▸ **Direction**: Convert the records below into a two-column CSV with the header columns "text" and "answer", giving one row per record. Put each record's text and its answer in separate quoted fields, and replace any line breaks with spaces.

▸ **Material provided**:

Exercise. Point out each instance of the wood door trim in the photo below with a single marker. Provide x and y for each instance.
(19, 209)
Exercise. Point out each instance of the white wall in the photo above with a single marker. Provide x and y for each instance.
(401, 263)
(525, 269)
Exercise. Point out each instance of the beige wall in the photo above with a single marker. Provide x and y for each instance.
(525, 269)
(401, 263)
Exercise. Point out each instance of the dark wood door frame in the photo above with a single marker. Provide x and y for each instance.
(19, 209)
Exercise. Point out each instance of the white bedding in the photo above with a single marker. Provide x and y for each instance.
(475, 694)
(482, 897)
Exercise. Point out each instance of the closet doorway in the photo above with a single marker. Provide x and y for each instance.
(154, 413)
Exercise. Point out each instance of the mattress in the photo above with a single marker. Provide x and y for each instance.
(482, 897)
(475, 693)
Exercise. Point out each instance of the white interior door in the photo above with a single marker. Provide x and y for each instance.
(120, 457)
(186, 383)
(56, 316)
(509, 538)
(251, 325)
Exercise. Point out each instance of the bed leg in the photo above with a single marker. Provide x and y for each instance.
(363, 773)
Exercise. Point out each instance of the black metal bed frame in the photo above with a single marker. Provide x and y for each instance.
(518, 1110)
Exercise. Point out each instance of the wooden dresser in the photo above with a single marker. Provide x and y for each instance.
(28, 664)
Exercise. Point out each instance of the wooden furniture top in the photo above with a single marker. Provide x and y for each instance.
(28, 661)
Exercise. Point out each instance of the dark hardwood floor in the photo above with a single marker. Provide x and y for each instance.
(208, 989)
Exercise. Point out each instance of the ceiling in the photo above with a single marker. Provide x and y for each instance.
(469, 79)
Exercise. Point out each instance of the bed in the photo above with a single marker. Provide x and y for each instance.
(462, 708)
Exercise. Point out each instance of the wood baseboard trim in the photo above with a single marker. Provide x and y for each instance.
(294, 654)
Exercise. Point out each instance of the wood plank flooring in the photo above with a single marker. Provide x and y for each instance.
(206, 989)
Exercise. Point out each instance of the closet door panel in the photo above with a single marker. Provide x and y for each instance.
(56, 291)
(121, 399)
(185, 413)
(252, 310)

▸ **Solution**:
text,answer
"Exercise. Point out each instance of the wood door trim in the photo below with a single marker. Provide x and y for each instance.","(19, 209)"
"Exercise. Point out each instance of the white wall in the photo above with a single marker. Provide x and y for each instance.","(401, 263) (525, 269)"
"Exercise. Point out each instance of the beige wall in the photo above with a single marker. Provide x and y for each instance.","(525, 269) (401, 263)"
"Exercise. Point out each instance of the dark wood door frame in the photo above with a single marker. Provide x and y for each instance.","(19, 209)"
"Exercise. Point out each instance of the white bedding in the photo above with a single marker. Provide x and y for each instance.","(475, 694) (482, 897)"
"Exercise. Point out each instance of the closet doorway in the photo above with a single marker. Provide x and y for each instance.","(154, 413)"
"Exercise. Point out each instance of the mattress in the photo above with a single marker. Provide x and y for each instance.","(482, 897) (475, 693)"
"Exercise. Point out each instance of the white interior door in the photo above with a single marker. Provide x and y for each instance.","(120, 457) (186, 383) (56, 316) (509, 538) (251, 325)"
"Exercise. Point out each instance of the bed leg in the photo above with a single marker. Provide x and y for each instance.","(363, 773)"
"Exercise. Point out each instance of the black metal bed frame in the photo above with a single marker. Provide x and y for each instance.","(518, 1110)"
"Exercise. Point out each instance of the wooden dresser in the photo above with a single marker. Provide x and y for each instance.","(28, 664)"
"Exercise. Point out each instance of the wooden furniture top in the photo above with a single marker. Provide x and y for each instance.","(28, 661)"
"Exercise. Point out each instance of the dark hardwood floor in the photo above with a single marker. Provide x and y for each instance.","(208, 989)"
"Exercise. Point out each instance of the ceiling in the photo above with a single marker. Provide x and y for each instance.","(469, 79)"
"Exercise. Point out each instance of the bed in the photo above with a single marker. Provide x and y for each instance.","(462, 708)"
"Exercise. Point out each instance of the wood baseboard trim in the photo above with a single marker. Provide x and y for each instance.","(294, 654)"
"Exercise. Point out each instance of the wood plank flooring in the photo above with a single marker. Provide x and y for each instance.","(206, 989)"
"Exercise. Point out each instance of the closet door panel in the photo above with a single marker. Provide x and y for each instance.","(56, 291) (121, 399) (185, 413) (252, 310)"